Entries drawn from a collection
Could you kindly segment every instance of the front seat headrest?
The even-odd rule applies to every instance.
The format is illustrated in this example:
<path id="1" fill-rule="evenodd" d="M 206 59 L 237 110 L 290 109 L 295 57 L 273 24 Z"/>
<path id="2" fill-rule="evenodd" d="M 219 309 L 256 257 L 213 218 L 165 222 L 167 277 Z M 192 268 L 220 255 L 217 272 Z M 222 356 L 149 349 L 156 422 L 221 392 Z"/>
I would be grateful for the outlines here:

---

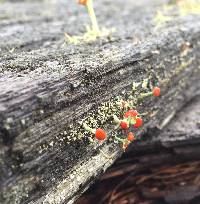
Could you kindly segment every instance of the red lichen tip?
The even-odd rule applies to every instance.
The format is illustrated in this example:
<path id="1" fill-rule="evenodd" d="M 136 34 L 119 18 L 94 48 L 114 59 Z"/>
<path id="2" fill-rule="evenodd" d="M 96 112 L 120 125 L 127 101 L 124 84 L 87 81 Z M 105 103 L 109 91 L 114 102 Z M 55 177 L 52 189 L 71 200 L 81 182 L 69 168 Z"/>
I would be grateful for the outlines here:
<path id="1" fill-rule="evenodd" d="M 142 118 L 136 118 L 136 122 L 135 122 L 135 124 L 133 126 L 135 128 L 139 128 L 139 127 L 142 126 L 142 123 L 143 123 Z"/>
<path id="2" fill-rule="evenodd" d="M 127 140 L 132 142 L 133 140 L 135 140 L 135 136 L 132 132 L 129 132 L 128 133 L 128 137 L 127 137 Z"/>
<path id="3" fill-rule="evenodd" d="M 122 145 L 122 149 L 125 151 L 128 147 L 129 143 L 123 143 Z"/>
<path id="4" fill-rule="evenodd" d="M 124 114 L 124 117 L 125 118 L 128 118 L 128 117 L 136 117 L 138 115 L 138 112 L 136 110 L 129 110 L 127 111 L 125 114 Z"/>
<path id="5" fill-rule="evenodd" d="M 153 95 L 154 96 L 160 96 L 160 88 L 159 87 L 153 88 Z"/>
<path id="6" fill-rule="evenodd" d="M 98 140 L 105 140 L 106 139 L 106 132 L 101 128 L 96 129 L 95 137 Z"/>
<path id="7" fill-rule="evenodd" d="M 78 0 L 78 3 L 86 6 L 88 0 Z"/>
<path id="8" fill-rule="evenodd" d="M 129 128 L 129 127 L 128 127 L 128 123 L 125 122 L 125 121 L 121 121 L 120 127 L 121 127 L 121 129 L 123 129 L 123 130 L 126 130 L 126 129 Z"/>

---

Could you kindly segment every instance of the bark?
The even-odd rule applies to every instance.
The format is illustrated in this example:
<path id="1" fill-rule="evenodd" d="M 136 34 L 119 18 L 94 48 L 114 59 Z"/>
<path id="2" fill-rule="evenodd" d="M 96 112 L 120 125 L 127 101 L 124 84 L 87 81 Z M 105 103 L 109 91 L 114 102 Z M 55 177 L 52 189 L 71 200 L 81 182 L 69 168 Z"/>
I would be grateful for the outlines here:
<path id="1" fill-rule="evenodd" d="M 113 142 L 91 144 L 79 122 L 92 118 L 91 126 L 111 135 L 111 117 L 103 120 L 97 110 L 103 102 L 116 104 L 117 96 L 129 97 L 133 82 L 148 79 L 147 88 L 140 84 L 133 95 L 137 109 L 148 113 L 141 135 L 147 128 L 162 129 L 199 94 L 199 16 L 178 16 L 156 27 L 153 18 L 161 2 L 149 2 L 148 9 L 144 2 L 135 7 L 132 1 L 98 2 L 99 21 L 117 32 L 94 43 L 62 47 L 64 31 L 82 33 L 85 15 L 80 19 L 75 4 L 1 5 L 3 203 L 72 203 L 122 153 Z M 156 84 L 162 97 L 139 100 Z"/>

THE REQUEST:
Please reproduce the data above verbatim, from the line containing "Could you kindly segment every instance of the bark?" up to and including the line containing "113 142 L 91".

ANSWER TO THE TASK:
Could you kindly segment every instance of the bark?
The even-odd rule applies to every instance.
The format is illustrated in this example:
<path id="1" fill-rule="evenodd" d="M 136 34 L 119 18 L 94 48 L 114 59 Z"/>
<path id="2" fill-rule="evenodd" d="M 96 112 L 120 125 L 127 101 L 124 84 L 87 81 Z M 105 103 L 109 91 L 114 102 Z M 55 177 L 52 189 L 71 200 L 81 182 L 69 168 Z"/>
I would be grateful for the outlines here:
<path id="1" fill-rule="evenodd" d="M 113 142 L 91 144 L 79 122 L 92 118 L 91 126 L 111 135 L 111 117 L 103 120 L 97 110 L 103 102 L 116 104 L 117 96 L 129 97 L 133 82 L 148 79 L 147 88 L 140 84 L 133 95 L 137 109 L 148 113 L 141 135 L 147 128 L 162 129 L 199 94 L 199 16 L 178 16 L 156 27 L 153 18 L 161 2 L 149 2 L 148 9 L 144 2 L 135 7 L 132 1 L 98 2 L 99 21 L 117 32 L 94 43 L 62 47 L 64 31 L 82 33 L 85 15 L 80 19 L 75 4 L 1 5 L 3 203 L 72 203 L 122 153 Z M 156 84 L 162 97 L 139 100 Z"/>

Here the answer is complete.